Brief
In the health news excerpt, what weekly minimum of physical activity does the editorial recommend for children?

Excerpt
◇ ◇ ◇ ◇ ◇ ◇ ◇

The Cancer Council came out this week and announced that there is no safe level of alcohol consumption, and that alcohol should be considered to be as carcinogenic as smoking and asbestos are.  As well as being highly associated with throat and mouth cancers, it is now found to correlate highly with breast and bowel cancers.  Perhaps it should not be so surprising that a substance that can so alter mood and ability, even at very mild levels should turn out to be in fact, not good for us.

This story, an editorial from the British Journal of Sports Medicine earlier this year has some amazing targets - it ties in with our look at sitting and health, and is about developing healthcare systems that support exercise - recognise it as being as vital a measure of our health as is blood sugar levels or blood pressure.  It recommends 150 minutes of physical activity per week for adults as a minimum.  30 mins on 5 days.  For children, it is 420 mins / week - 60 minutes every day.  How close are you?

◇ ◇ ◇ ◇ ◇ ◇ ◇

Exercise data
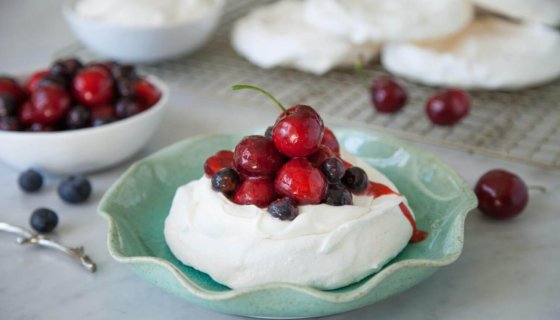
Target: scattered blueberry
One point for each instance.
(338, 195)
(74, 189)
(126, 108)
(355, 179)
(30, 181)
(78, 117)
(8, 105)
(225, 180)
(333, 169)
(43, 220)
(283, 209)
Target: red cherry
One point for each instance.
(50, 103)
(301, 182)
(27, 114)
(387, 95)
(33, 81)
(298, 133)
(258, 191)
(329, 140)
(448, 107)
(257, 156)
(222, 159)
(501, 194)
(11, 87)
(147, 94)
(93, 86)
(321, 155)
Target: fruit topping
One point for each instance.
(226, 180)
(43, 220)
(74, 189)
(222, 159)
(338, 195)
(448, 107)
(387, 95)
(501, 194)
(50, 104)
(257, 156)
(258, 191)
(93, 86)
(329, 140)
(301, 182)
(356, 180)
(333, 169)
(283, 209)
(30, 181)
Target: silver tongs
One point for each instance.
(27, 237)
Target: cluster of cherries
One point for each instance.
(296, 162)
(445, 108)
(70, 96)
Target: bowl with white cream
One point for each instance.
(138, 205)
(143, 31)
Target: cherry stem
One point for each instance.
(359, 70)
(266, 93)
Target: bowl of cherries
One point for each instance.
(73, 117)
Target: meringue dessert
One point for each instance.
(282, 202)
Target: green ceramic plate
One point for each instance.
(137, 205)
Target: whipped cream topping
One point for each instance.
(278, 35)
(325, 247)
(381, 20)
(143, 12)
(491, 53)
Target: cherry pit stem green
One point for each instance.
(266, 93)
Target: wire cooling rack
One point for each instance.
(522, 125)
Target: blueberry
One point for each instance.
(225, 180)
(333, 169)
(126, 87)
(74, 189)
(43, 220)
(78, 117)
(126, 108)
(338, 195)
(268, 133)
(8, 106)
(355, 179)
(283, 209)
(30, 181)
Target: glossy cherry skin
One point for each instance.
(301, 182)
(258, 191)
(257, 156)
(321, 155)
(298, 133)
(448, 107)
(329, 140)
(221, 159)
(33, 81)
(93, 86)
(50, 104)
(387, 95)
(501, 194)
(11, 87)
(146, 94)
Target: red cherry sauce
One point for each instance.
(377, 190)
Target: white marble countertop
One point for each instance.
(508, 270)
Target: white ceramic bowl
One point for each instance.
(143, 44)
(83, 150)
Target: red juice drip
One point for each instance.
(377, 190)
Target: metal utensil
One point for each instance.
(27, 237)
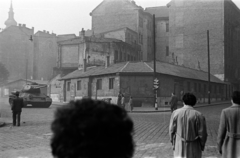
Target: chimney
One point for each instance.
(82, 33)
(84, 65)
(107, 63)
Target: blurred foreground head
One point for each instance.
(92, 129)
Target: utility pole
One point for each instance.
(156, 81)
(209, 84)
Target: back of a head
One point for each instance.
(236, 97)
(92, 129)
(189, 99)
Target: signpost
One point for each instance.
(155, 87)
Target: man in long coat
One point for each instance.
(187, 130)
(228, 140)
(17, 106)
(173, 102)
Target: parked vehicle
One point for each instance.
(32, 96)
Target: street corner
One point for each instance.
(37, 152)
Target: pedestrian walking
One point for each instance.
(228, 139)
(92, 129)
(130, 104)
(123, 101)
(173, 102)
(187, 130)
(17, 106)
(119, 99)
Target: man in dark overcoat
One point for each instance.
(17, 106)
(173, 102)
(228, 140)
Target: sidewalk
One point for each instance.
(162, 108)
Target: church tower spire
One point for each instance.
(10, 21)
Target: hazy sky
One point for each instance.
(59, 16)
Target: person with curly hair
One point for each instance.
(188, 130)
(92, 129)
(228, 139)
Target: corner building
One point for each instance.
(189, 22)
(115, 14)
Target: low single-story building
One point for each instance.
(136, 79)
(18, 84)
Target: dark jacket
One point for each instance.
(228, 139)
(17, 104)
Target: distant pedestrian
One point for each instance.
(119, 99)
(187, 130)
(228, 140)
(123, 101)
(130, 104)
(173, 102)
(17, 106)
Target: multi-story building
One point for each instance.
(28, 55)
(188, 25)
(116, 14)
(161, 32)
(86, 51)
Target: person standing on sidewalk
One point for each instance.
(123, 101)
(119, 99)
(130, 104)
(228, 139)
(17, 106)
(173, 102)
(188, 130)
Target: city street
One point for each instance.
(32, 139)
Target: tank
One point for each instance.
(33, 96)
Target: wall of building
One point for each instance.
(16, 51)
(162, 41)
(231, 42)
(189, 22)
(112, 15)
(45, 55)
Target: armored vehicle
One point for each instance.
(32, 96)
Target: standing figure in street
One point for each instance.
(17, 106)
(119, 99)
(173, 102)
(188, 130)
(131, 104)
(228, 140)
(123, 101)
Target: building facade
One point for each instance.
(188, 41)
(136, 79)
(116, 14)
(86, 51)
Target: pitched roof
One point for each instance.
(160, 12)
(143, 67)
(86, 38)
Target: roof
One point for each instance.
(160, 12)
(143, 67)
(31, 81)
(92, 39)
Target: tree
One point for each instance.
(4, 74)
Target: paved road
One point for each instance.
(32, 139)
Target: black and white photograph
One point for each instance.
(119, 79)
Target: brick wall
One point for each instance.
(189, 22)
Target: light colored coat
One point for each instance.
(188, 132)
(228, 139)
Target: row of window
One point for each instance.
(119, 56)
(198, 88)
(98, 84)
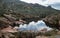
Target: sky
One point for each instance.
(54, 3)
(34, 26)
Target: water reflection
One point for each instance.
(34, 26)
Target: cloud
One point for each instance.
(56, 6)
(44, 2)
(34, 26)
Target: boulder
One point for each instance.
(53, 21)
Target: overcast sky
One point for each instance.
(54, 3)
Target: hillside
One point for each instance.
(19, 7)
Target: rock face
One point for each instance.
(53, 21)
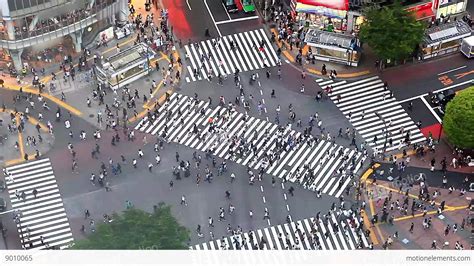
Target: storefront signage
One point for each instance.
(329, 8)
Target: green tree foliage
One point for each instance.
(391, 31)
(137, 229)
(458, 121)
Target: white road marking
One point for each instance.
(451, 70)
(212, 17)
(225, 12)
(436, 91)
(431, 110)
(235, 20)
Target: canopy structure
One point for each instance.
(329, 8)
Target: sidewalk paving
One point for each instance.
(366, 65)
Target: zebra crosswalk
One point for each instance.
(40, 215)
(317, 164)
(374, 112)
(329, 233)
(244, 51)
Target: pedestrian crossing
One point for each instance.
(40, 217)
(373, 111)
(244, 51)
(331, 233)
(316, 164)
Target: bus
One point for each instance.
(467, 47)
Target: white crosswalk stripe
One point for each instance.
(375, 114)
(42, 221)
(317, 165)
(216, 56)
(343, 233)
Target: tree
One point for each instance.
(137, 229)
(391, 31)
(458, 121)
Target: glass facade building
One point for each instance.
(26, 23)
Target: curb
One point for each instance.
(292, 60)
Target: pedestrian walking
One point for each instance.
(211, 222)
(183, 201)
(266, 215)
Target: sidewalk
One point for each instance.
(442, 150)
(75, 89)
(366, 65)
(456, 209)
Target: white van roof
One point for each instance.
(469, 40)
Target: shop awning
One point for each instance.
(329, 8)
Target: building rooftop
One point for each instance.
(447, 31)
(330, 38)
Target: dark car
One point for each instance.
(230, 5)
(441, 99)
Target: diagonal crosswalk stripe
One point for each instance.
(216, 56)
(336, 232)
(376, 115)
(316, 164)
(41, 219)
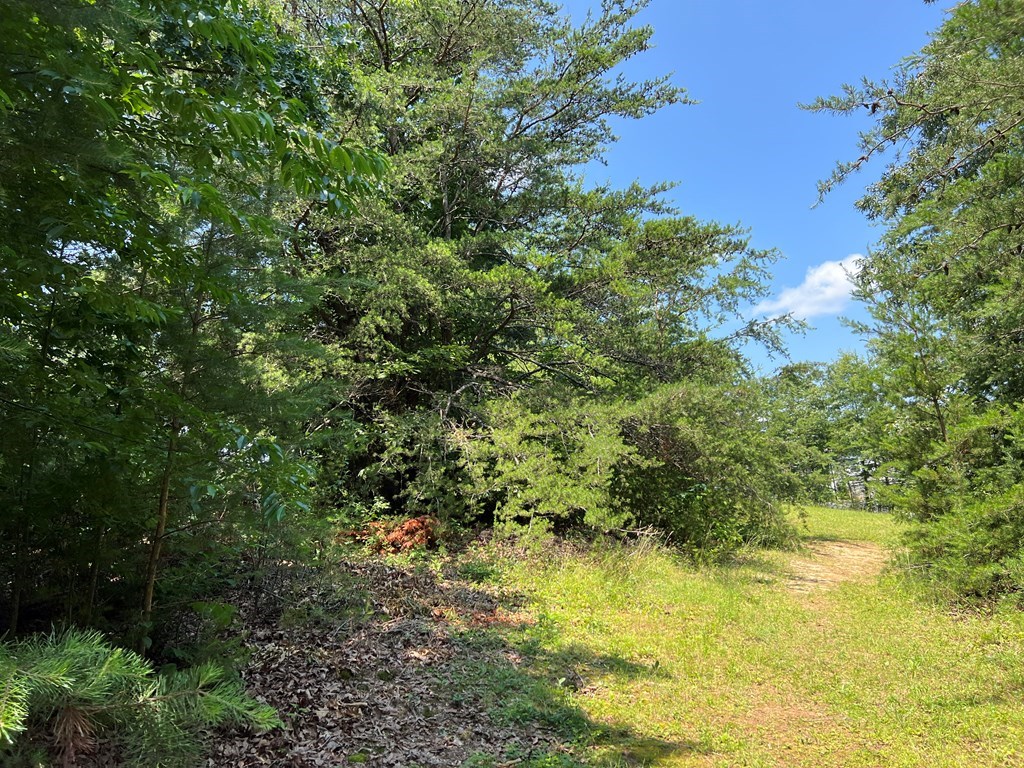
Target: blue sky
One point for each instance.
(748, 155)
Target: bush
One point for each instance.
(690, 460)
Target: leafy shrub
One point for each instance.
(61, 691)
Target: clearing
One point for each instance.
(629, 656)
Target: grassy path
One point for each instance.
(809, 658)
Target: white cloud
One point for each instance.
(825, 290)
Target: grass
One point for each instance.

◇ ◇ ◇ ◇ ◇ ◇ ◇

Exercise solution
420 minutes per week, which is 60 minutes every day.